** Start of Source text **

It is very easy to make games now. There are a lot of codes for you to refer to and a lot of frameworks for you to use. Windows helps you do most of the things. When we were writing games at that age, there was no Internet at home, no information could be found, and no open source engines existed. If you wanted to write a game around 1995, you would at least face the following challenges:

  • When dealing with graphics cards, there is the famous ModeX display mode of graphics cards. I guess few people have heard of it now. It directly writes to the graphics card port and requires many tricks to initialize successfully.
  • Directly access video memory. I remember that there was an optimization back then: ((char*)0xa0000L)[x + (y << 8) + (y << 6)]=c, which was to shift y left twice and add them instead of y * 320.
  • Use a palette to draw, a 256-color palette, and create several index tables to quickly index the results of mixing two colors.
  • Protected mode programming, initializing GDT and LDT by myself, and later found dos4gw, the awesome watcom c++.
  • Implement the thread yourself, program the 8254 clock controller, send an interrupt to the CPU's IRQ0 to schedule up to 32 different tasks, and switch them when the time comes.
  • Control the sound card yourself through port 220 (probably not many people have used it before), and then use DMA to transfer audio to achieve sound playback.

** End of Source text **

(Brief 1): In the text on writing games around 1995, which port was used to control the sound card directly?
(Brief 2): Extend the piece on writing games around 1995, picking up after its final sentence.

** Start of Given material **

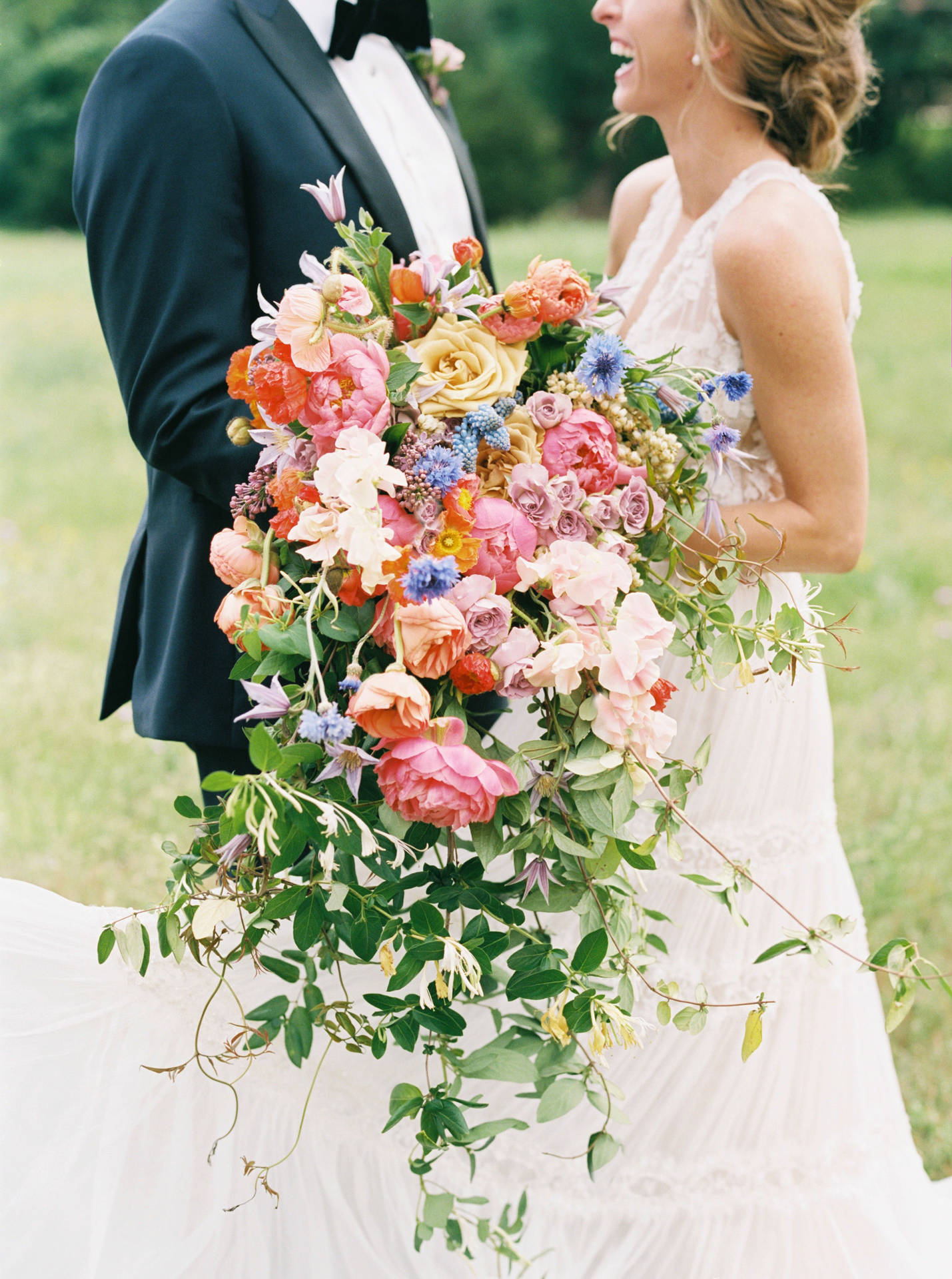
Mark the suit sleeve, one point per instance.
(158, 192)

** End of Given material **

(Right answer 1): Port 220.

(Right answer 2):
  • To implement mixing yourself and play multiple sound sources at the same time, you need to resample them into the sound card format and send the mixed sound to the sound card every time DMA interrupt occurs.
  • Play music by yourself, use the FM Synth synthesizer of the sound card port 338 to play the instrument notes of different tracks in MIDI music, and use the previously implemented thread system to run in the background thread.
  • A lot of assembly code, graphics copying, tile scaling, RLE, graphics card control, polygon filling, keyboard interrupt takeover.
  • Draw your own font, HZK16, I guess not many people have heard of it.
  • Read images by yourself, GIF, PCX, BMP.
  • Play the video by yourself, and decode and play the FLC video format output by animator and 3ds.
  • Implement the script yourself, no LUA, no PYTHON, but you need to implement scripts for your game to describe some simple plots. You have never seen how other games are done, and without any reference code, you realize that game development requires scripts to improve efficiency, and then implement a script system yourself.
  • Implement a game out of thin air, without ever seeing any game code, think about how to write the state machine, how the game objects should move simultaneously, how to do front and back occlusion of the image, and how to write various game logics.
  • To study art design, even if you have no art background, you have to be proficient in using the commonly used animator, 3ds, and other software at the time, and make some simple interfaces and characters by yourself. You can also perform secondary processing on other pictures, draw pixel pictures, and merge color palettes.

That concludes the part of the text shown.